» **The task**: Set down, without alteration, the lines from the one that contains "Expected: for each instance of the child's" through the final line of the material below.

(Records excerpted from a collection)
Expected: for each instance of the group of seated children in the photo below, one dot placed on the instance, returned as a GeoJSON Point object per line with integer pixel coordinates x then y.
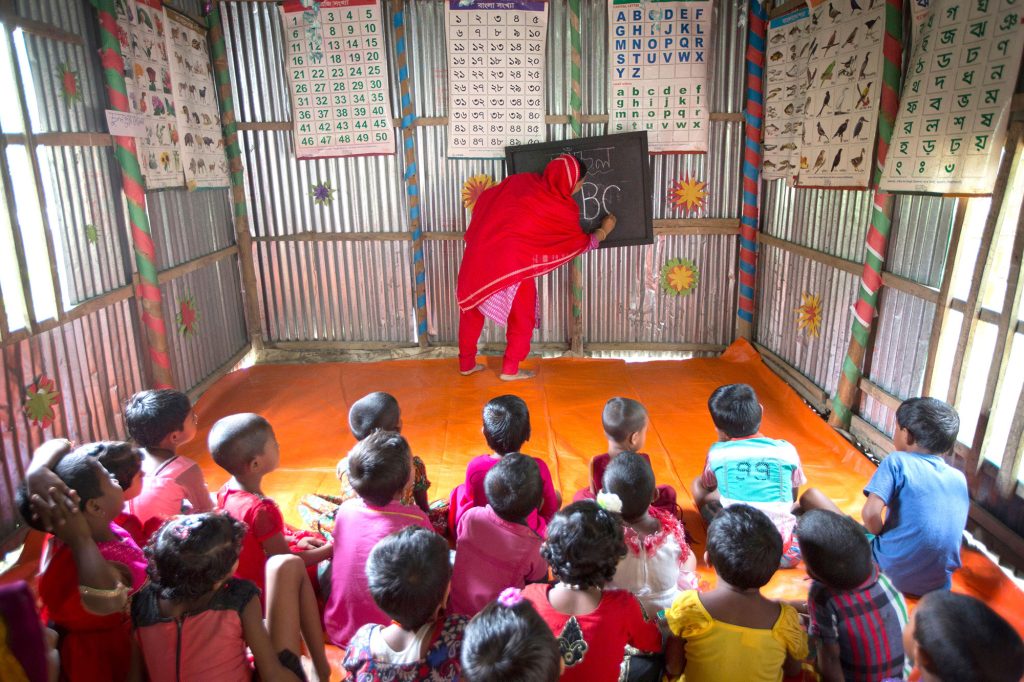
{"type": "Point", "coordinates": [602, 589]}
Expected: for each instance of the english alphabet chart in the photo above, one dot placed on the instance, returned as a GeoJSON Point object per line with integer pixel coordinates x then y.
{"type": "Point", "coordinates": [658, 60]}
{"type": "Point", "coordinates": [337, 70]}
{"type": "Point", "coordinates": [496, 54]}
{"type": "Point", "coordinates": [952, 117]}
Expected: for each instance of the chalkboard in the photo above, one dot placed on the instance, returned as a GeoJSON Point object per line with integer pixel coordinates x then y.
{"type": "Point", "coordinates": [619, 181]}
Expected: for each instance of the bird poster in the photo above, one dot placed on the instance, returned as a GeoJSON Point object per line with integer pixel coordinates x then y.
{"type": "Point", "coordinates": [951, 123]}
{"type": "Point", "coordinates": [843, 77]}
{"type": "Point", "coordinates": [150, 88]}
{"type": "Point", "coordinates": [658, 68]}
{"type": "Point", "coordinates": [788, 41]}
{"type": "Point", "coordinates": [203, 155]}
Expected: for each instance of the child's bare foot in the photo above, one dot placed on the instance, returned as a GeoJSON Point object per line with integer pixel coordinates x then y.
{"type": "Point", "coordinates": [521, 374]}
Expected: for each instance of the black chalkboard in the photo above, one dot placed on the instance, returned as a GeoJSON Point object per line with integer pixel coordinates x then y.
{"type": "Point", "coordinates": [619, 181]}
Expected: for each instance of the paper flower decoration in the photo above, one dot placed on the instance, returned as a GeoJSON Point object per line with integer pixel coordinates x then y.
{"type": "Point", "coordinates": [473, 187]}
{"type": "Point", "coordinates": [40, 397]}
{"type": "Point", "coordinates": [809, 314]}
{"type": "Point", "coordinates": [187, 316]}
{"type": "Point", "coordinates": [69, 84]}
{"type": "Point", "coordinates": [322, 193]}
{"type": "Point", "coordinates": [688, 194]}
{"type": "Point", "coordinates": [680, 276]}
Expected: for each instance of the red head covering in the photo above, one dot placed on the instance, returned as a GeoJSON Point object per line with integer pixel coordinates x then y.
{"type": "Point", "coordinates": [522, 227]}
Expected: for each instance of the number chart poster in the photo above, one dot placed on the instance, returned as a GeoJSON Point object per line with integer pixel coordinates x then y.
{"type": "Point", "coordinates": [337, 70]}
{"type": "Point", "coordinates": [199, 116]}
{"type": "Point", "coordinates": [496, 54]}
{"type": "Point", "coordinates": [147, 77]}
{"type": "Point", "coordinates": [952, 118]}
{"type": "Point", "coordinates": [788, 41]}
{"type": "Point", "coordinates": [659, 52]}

» **Result for this task**:
Expected: for each instance of the child's bare foot in the photo above, one dot placed on the instance, returned as a GeoJSON Point object per line with integer pixel coordinates x then y.
{"type": "Point", "coordinates": [521, 374]}
Expected: for each instance of the black chalkboard in the photo above, one dot placed on the instance, returned as a GeoJSON Point object per line with integer pixel coordinates x then y.
{"type": "Point", "coordinates": [619, 181]}
Expected: for each instance of the paper flower decoration in the photo above, one dot placed on the instance, returned as a GeoJSON Point object per line with integer pixel coordinates x then y.
{"type": "Point", "coordinates": [473, 187]}
{"type": "Point", "coordinates": [40, 397]}
{"type": "Point", "coordinates": [809, 314]}
{"type": "Point", "coordinates": [187, 316]}
{"type": "Point", "coordinates": [69, 84]}
{"type": "Point", "coordinates": [322, 193]}
{"type": "Point", "coordinates": [688, 194]}
{"type": "Point", "coordinates": [680, 276]}
Expected: for each instance of the red head covering in the photo above, one dot placed on the instance, returned as a GeoJSON Point object per line with integer pixel coordinates x then y.
{"type": "Point", "coordinates": [522, 227]}
Expected: for each instance of the number chart poster in the photo above, one dot placed on the instance, returned as a GeoJSON Point object per line with integer pixel coordinates x then y.
{"type": "Point", "coordinates": [337, 70]}
{"type": "Point", "coordinates": [199, 116]}
{"type": "Point", "coordinates": [496, 54]}
{"type": "Point", "coordinates": [147, 77]}
{"type": "Point", "coordinates": [952, 118]}
{"type": "Point", "coordinates": [788, 41]}
{"type": "Point", "coordinates": [659, 52]}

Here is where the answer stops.